§ Aim of the task
Can you return every one of these entries exactly as it appears, but with the pictures left out?

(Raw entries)
------------------------------------

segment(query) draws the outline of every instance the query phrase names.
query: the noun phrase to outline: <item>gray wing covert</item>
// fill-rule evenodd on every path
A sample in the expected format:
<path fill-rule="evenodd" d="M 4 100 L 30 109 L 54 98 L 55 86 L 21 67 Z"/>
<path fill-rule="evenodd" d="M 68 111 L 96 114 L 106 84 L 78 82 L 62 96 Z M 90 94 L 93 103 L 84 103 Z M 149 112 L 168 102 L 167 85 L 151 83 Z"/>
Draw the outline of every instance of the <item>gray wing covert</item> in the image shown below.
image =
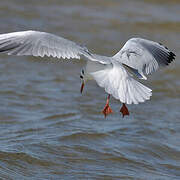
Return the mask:
<path fill-rule="evenodd" d="M 159 67 L 168 65 L 175 59 L 175 54 L 160 43 L 132 38 L 113 58 L 138 70 L 143 79 L 147 79 L 144 74 L 151 74 Z"/>

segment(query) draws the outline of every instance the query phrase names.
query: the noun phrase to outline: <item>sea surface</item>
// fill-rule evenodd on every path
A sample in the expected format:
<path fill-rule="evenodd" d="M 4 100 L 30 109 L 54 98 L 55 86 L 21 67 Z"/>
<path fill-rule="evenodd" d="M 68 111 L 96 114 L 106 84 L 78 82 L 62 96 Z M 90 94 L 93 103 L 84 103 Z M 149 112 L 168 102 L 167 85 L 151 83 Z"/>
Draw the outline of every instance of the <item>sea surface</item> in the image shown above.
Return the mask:
<path fill-rule="evenodd" d="M 177 56 L 143 82 L 150 101 L 122 118 L 101 113 L 107 94 L 84 60 L 0 55 L 0 179 L 179 180 L 180 1 L 1 0 L 0 33 L 39 30 L 112 56 L 131 37 L 161 42 Z"/>

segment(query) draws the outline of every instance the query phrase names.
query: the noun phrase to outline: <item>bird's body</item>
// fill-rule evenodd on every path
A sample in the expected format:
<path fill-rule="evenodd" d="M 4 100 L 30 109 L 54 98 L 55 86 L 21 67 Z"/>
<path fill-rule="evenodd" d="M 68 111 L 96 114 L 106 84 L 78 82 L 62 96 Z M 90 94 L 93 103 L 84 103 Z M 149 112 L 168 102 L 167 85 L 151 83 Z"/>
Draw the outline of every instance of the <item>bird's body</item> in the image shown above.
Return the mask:
<path fill-rule="evenodd" d="M 175 54 L 162 44 L 142 38 L 132 38 L 113 57 L 91 53 L 70 40 L 38 31 L 22 31 L 0 35 L 0 52 L 8 55 L 52 56 L 57 58 L 83 57 L 87 60 L 81 72 L 84 83 L 94 79 L 108 93 L 104 115 L 111 113 L 109 98 L 112 95 L 123 106 L 120 112 L 129 115 L 125 104 L 138 104 L 150 99 L 151 89 L 133 78 L 146 80 L 146 75 L 171 63 Z M 128 70 L 127 70 L 128 69 Z"/>

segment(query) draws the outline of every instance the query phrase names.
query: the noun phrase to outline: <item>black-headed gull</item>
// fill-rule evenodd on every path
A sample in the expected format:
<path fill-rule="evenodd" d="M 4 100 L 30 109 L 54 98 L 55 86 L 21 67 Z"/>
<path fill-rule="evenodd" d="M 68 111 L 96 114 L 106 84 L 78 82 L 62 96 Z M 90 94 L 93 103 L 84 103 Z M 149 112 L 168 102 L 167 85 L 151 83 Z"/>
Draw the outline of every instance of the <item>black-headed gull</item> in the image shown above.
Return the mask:
<path fill-rule="evenodd" d="M 81 92 L 87 80 L 94 79 L 108 93 L 102 111 L 105 117 L 112 113 L 109 106 L 110 95 L 120 100 L 123 117 L 129 115 L 125 104 L 138 104 L 150 99 L 151 89 L 139 79 L 171 63 L 175 54 L 162 44 L 142 38 L 132 38 L 113 57 L 91 53 L 86 47 L 46 32 L 22 31 L 0 35 L 0 52 L 8 55 L 52 56 L 57 58 L 84 57 L 86 66 L 81 71 Z"/>

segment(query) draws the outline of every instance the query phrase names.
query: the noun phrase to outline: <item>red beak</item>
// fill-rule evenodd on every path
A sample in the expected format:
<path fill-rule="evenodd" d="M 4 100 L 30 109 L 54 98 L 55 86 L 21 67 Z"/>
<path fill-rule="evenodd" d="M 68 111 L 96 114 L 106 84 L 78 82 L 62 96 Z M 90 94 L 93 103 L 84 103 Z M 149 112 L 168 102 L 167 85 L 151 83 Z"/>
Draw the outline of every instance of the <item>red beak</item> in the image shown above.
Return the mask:
<path fill-rule="evenodd" d="M 82 94 L 82 92 L 83 92 L 83 89 L 84 89 L 84 82 L 82 82 L 82 84 L 81 84 L 81 94 Z"/>

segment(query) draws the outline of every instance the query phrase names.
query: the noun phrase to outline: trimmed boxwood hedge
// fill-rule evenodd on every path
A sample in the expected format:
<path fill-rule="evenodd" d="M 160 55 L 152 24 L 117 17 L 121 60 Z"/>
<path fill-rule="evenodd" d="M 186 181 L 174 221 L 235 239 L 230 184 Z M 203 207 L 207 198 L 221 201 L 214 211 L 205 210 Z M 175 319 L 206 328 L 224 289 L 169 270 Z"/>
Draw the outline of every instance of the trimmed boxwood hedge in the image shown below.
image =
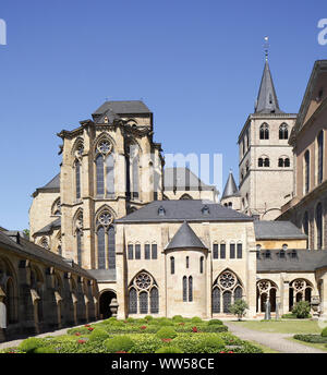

------------------------------------

§ Expected output
segment(query) draws the outline of every instance the query phrase names.
query: the noun phrase to outline: <item>gray wing covert</item>
// fill-rule evenodd on every path
A sample in the expected format:
<path fill-rule="evenodd" d="M 4 100 L 30 109 L 54 98 L 55 86 L 21 67 Z"/>
<path fill-rule="evenodd" d="M 68 111 L 96 114 L 106 84 L 78 82 L 62 96 Z M 90 94 L 93 103 L 84 103 Z M 149 112 L 168 102 L 167 85 L 151 83 Z"/>
Draw the outline of every instance of the <item>gray wing covert</item> in the image shown below.
image =
Return the mask:
<path fill-rule="evenodd" d="M 159 67 L 168 65 L 175 59 L 175 54 L 160 43 L 132 38 L 113 58 L 138 70 L 143 79 L 147 79 L 144 74 L 151 74 Z"/>

segment(query) draws the outline of every instance the query phrase names.
query: the noun phrase to outline: <item>sea surface</item>
// fill-rule evenodd on every path
A sample in the expected format:
<path fill-rule="evenodd" d="M 4 100 L 30 109 L 54 98 L 55 86 L 21 67 Z"/>
<path fill-rule="evenodd" d="M 68 111 L 96 114 L 106 84 L 78 82 L 62 96 Z M 90 94 L 93 103 L 84 103 Z M 149 112 L 168 102 L 167 85 L 151 83 Z"/>
Draw the outline of every instance of the <item>sea surface</item> in the image shown above.
Return the mask:
<path fill-rule="evenodd" d="M 177 56 L 143 82 L 150 101 L 122 118 L 101 113 L 107 94 L 84 60 L 0 55 L 0 179 L 179 180 L 180 1 L 1 0 L 0 33 L 39 30 L 112 56 L 131 37 L 161 42 Z"/>

segment(query) draws the outline of every instance the query phrase names.
query: the noun phrase to outline: <item>bird's body</item>
// fill-rule evenodd on every path
A sample in the expected format:
<path fill-rule="evenodd" d="M 4 100 L 30 109 L 54 98 L 55 86 L 21 67 Z"/>
<path fill-rule="evenodd" d="M 68 111 L 96 114 L 106 84 L 78 82 L 62 96 Z M 90 94 L 93 103 L 84 103 Z M 149 112 L 168 102 L 167 85 L 151 83 Z"/>
Draw the outline of every instance of the <item>bird's body</item> in the image shown above.
Return the mask:
<path fill-rule="evenodd" d="M 175 54 L 162 44 L 142 38 L 132 38 L 113 57 L 91 53 L 70 40 L 38 31 L 22 31 L 0 35 L 0 52 L 8 55 L 52 56 L 57 58 L 83 57 L 87 60 L 81 72 L 84 83 L 94 79 L 108 93 L 104 115 L 111 113 L 109 98 L 112 95 L 123 106 L 120 112 L 129 115 L 125 104 L 138 104 L 150 99 L 151 89 L 133 78 L 146 80 L 146 75 L 171 63 Z M 128 70 L 127 70 L 128 69 Z"/>

segment(query) draws the outline of every instance the query phrase names.
query: the noun phrase to outline: <item>black-headed gull</item>
// fill-rule evenodd on every path
A sample in the expected format:
<path fill-rule="evenodd" d="M 4 100 L 30 109 L 54 98 L 55 86 L 21 67 Z"/>
<path fill-rule="evenodd" d="M 68 111 L 96 114 L 106 84 L 78 82 L 62 96 Z M 90 94 L 93 103 L 84 103 Z M 149 112 L 168 102 L 167 85 L 151 83 Z"/>
Draw the outline of every instance of the <item>black-headed gull</item> in the image shown above.
Return the mask:
<path fill-rule="evenodd" d="M 81 92 L 87 80 L 94 79 L 108 93 L 102 111 L 105 117 L 112 113 L 109 106 L 110 95 L 120 100 L 123 117 L 129 115 L 125 104 L 138 104 L 150 99 L 151 89 L 139 79 L 171 63 L 175 54 L 162 44 L 142 38 L 132 38 L 113 57 L 91 53 L 86 47 L 46 32 L 22 31 L 0 35 L 0 52 L 8 55 L 52 56 L 57 58 L 84 57 L 86 66 L 81 71 Z"/>

segment(query) draws the outline of every instance the query phrase names.
query: the noun phrase to outline: <item>red beak</item>
// fill-rule evenodd on every path
A sample in the expected format:
<path fill-rule="evenodd" d="M 4 100 L 30 109 L 54 98 L 55 86 L 21 67 Z"/>
<path fill-rule="evenodd" d="M 68 111 L 96 114 L 106 84 L 78 82 L 62 96 Z M 90 94 L 93 103 L 84 103 Z M 149 112 L 168 102 L 167 85 L 151 83 Z"/>
Draw the outline of every instance of the <item>red beak</item> in the image shown above.
Return the mask:
<path fill-rule="evenodd" d="M 82 94 L 82 92 L 83 92 L 83 89 L 84 89 L 84 82 L 82 82 L 82 84 L 81 84 L 81 94 Z"/>

segment(query) draws the outline of every instance the query phrase names.
query: the noun phrase to outline: trimmed boxwood hedge
// fill-rule evenodd on every path
A sample in the expected format:
<path fill-rule="evenodd" d="M 160 55 L 152 24 L 117 17 L 121 60 Z"/>
<path fill-rule="evenodd" d="M 186 181 L 174 221 L 235 239 L 230 184 Z M 203 207 L 207 198 L 221 201 L 214 211 L 205 210 Z M 175 319 L 206 328 L 224 289 L 169 270 Z"/>
Draw the outline of every instance of the trimmed boxwood hedge in the image shown below.
image =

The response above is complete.